• Consegna:
Per favore, indica se ciascuna affermazione concorda con il testo sugli stipendi dei funzionari italiani e inglesi, rispondendo sì o no e citando alla lettera le parole del testo che lo stabiliscono. (a) Al ministero dell'Agricoltura il capo di gabinetto italiano guadagna più del suo omologo inglese. (b) Secondo i calcoli di Cottarelli, rispetto al reddito medio procapite i funzionari francesi guadagnano più di quelli inglesi. (c) Al ministero dell'Economia i direttori generali sono quattro.

• Testo riportato:
Tutte buste paga spesso fuori «mercato» segnala Perotti, di gran lunga superiori a quella delle medie europee. L’esperto di Renzi, in particolare, sul sito lavoce.info confronta gli stipendi dei funzionari italiani con quelli dei pari grado inglesi mettendo in evidenza che i nostri guadagnano in media il 50-80% in più. O se preferiamo, utilizzando i calcoli del commissario alla spending review Cottarelli, 12,63 volte il reddito medio procapite contro l’8,48 degli inglesi, il 6,44 dei francesi ed il 4,97 dei morigeratissimi tedeschi. Il confronto Roma/Londra lascia di stucco: al ministero dell’Agricoltura il capo di gabinetto guadagna 274.647 euro contro i 191.648 dell’omologo inglese, mentre i tre direttori di dipartimento arrivano a 287.136 euro contro 166.482. Agli Esteri il Segretario generale arriva a 301.320 contro 261.338 del numero uno del Foreign Office, il capo di gabinetto a 273.172 contro 150.995. Al ministero dell’Economia i 4 direttori generali percepiscono in media quasi il doppio dei loro colleghi d’Oltremanica: 288.986 euro contro 153.898. E anche al ministero della Salute direttore di dipartimento e direttori generali (14) surclassano i colleghi inglesi, rispettivamente con 293.364 euro contro 191.648 e 231.853 contro 163.772.

• Estratti dei dati:
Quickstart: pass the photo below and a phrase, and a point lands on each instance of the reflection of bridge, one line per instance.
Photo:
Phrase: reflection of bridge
---
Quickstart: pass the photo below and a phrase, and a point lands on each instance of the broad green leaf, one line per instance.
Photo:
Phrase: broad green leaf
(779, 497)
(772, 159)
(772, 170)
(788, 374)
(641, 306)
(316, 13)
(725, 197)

• Risposta completa:
(a) Sì: «al ministero dell’Agricoltura il capo di gabinetto guadagna 274.647 euro contro i 191.648 dell’omologo inglese»
(b) No: «12,63 volte il reddito medio procapite contro l’8,48 degli inglesi, il 6,44 dei francesi»
(c) Sì: «Al ministero dell’Economia i 4 direttori generali percepiscono in media quasi il doppio dei loro colleghi d’Oltremanica»